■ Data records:
━━━━━━━━━━

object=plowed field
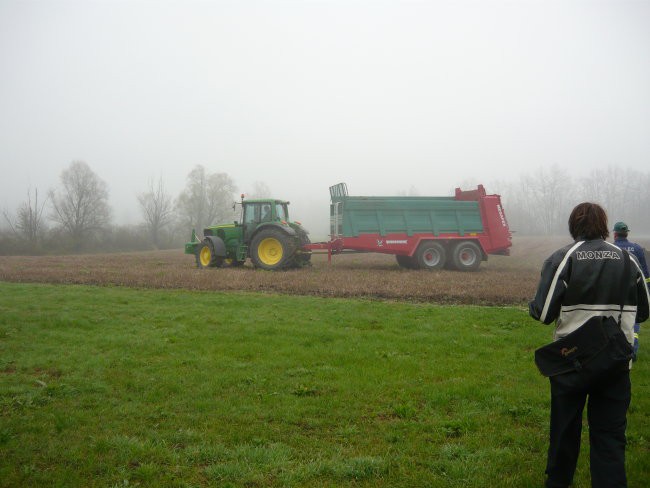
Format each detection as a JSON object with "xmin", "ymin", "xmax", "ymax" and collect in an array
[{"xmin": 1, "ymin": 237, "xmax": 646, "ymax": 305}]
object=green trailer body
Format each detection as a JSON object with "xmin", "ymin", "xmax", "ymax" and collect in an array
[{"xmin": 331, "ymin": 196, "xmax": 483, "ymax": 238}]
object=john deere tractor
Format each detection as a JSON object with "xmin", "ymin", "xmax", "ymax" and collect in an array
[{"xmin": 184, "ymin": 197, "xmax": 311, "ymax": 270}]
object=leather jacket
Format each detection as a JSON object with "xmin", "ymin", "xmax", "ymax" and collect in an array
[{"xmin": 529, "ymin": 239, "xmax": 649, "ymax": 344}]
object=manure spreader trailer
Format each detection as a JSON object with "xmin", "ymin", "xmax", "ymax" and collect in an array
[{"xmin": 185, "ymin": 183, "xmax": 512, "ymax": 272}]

━━━━━━━━━━

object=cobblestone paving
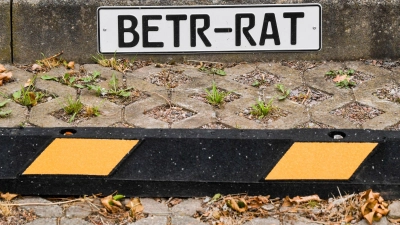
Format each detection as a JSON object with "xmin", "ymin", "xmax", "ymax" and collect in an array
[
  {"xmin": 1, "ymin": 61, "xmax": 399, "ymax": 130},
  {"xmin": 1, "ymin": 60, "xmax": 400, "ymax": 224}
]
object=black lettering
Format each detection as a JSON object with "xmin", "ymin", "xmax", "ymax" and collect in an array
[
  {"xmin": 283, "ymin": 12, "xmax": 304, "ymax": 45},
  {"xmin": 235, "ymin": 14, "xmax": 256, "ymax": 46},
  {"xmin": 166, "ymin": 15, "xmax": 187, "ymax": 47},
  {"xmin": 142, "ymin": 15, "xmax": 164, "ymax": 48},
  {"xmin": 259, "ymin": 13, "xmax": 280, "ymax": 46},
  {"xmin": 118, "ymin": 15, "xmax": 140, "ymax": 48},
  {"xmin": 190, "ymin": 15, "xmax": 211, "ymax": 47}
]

━━━━━━━━━━

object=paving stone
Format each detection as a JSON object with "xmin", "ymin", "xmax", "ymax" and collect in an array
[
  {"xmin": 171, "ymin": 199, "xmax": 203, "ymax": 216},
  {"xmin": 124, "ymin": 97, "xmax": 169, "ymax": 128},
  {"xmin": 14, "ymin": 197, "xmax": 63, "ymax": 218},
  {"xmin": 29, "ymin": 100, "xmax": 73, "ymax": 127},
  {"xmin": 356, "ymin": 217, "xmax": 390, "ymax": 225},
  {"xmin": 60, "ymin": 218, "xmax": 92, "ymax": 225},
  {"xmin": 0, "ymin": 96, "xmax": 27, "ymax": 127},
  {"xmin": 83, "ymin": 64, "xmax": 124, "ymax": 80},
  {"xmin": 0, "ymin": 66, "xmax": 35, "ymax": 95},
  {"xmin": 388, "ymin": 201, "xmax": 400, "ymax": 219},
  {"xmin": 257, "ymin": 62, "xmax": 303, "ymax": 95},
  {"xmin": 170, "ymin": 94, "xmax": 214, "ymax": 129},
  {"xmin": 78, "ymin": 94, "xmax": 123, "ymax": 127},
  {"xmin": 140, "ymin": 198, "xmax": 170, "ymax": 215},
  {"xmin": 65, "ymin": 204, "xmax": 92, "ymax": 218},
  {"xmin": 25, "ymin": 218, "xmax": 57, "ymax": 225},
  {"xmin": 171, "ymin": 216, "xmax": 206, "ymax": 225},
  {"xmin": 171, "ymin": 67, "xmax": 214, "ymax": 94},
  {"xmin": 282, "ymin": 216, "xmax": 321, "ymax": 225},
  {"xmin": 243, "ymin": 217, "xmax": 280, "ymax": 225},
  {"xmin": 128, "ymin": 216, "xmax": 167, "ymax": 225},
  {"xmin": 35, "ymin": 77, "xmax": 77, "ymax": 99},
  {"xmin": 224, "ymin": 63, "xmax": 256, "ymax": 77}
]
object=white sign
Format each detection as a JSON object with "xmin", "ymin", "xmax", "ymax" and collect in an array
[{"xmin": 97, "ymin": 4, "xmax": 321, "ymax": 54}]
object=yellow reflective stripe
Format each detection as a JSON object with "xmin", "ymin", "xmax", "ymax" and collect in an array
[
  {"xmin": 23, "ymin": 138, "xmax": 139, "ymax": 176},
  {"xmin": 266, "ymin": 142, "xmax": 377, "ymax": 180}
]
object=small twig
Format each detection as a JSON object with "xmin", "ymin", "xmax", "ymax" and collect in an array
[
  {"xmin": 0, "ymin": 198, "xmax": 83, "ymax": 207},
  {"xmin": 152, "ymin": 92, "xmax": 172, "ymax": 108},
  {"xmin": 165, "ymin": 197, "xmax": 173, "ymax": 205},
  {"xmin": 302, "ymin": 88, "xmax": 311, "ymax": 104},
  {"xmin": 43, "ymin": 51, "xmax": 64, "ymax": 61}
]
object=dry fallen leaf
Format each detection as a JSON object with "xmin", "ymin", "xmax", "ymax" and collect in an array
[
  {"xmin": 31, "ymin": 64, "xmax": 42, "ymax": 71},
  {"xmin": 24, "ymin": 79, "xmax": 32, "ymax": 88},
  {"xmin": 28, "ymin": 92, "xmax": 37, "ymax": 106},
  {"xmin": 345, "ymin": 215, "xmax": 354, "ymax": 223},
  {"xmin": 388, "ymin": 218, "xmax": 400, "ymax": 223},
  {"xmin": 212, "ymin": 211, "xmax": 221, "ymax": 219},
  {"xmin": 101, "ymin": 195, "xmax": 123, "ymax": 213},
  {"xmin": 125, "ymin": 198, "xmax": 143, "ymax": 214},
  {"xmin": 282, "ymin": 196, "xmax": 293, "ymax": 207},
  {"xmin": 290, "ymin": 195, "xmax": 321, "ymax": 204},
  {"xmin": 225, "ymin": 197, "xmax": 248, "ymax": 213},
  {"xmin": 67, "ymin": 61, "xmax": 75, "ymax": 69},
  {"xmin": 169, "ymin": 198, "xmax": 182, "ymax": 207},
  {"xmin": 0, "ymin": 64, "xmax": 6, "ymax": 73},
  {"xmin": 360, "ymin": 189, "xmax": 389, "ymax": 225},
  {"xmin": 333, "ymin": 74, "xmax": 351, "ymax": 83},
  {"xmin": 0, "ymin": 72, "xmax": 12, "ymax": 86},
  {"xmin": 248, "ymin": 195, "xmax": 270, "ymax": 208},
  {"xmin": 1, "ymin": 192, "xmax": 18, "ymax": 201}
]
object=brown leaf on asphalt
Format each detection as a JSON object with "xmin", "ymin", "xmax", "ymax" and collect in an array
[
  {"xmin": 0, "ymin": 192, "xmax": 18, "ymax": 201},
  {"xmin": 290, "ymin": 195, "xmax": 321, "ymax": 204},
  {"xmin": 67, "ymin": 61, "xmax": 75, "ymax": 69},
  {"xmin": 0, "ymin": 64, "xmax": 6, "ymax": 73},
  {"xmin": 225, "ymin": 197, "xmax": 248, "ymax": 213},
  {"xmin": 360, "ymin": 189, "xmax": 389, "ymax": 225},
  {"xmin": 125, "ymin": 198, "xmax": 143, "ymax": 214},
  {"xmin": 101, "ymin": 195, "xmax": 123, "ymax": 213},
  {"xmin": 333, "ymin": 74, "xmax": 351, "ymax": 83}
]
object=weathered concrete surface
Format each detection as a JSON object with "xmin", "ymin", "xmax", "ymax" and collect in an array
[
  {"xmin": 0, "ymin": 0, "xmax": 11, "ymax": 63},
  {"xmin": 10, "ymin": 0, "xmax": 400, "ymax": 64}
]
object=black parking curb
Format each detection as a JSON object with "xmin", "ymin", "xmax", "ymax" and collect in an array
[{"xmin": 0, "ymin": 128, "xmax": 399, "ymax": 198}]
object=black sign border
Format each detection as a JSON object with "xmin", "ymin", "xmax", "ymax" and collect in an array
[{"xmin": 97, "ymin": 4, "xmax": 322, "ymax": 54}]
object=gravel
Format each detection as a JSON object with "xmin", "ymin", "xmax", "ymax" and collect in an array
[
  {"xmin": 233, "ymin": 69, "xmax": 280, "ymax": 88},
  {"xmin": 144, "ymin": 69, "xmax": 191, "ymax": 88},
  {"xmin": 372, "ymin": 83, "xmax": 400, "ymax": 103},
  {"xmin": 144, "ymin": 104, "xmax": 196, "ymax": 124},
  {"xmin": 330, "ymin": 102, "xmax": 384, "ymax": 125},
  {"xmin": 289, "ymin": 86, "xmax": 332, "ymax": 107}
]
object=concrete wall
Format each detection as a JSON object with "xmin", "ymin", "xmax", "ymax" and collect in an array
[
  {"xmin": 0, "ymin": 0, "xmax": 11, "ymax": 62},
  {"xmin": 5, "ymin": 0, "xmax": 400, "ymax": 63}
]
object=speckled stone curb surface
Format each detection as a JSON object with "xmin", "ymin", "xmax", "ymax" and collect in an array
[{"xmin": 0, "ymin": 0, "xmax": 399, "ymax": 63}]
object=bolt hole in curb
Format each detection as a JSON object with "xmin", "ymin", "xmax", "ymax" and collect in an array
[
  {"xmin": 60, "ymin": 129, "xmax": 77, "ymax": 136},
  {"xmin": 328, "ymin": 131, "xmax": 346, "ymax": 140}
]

━━━━━━━━━━

■ Assignment: How many lines in the entries contain the string "surface"? Answer with the number only.

■ Solution: 2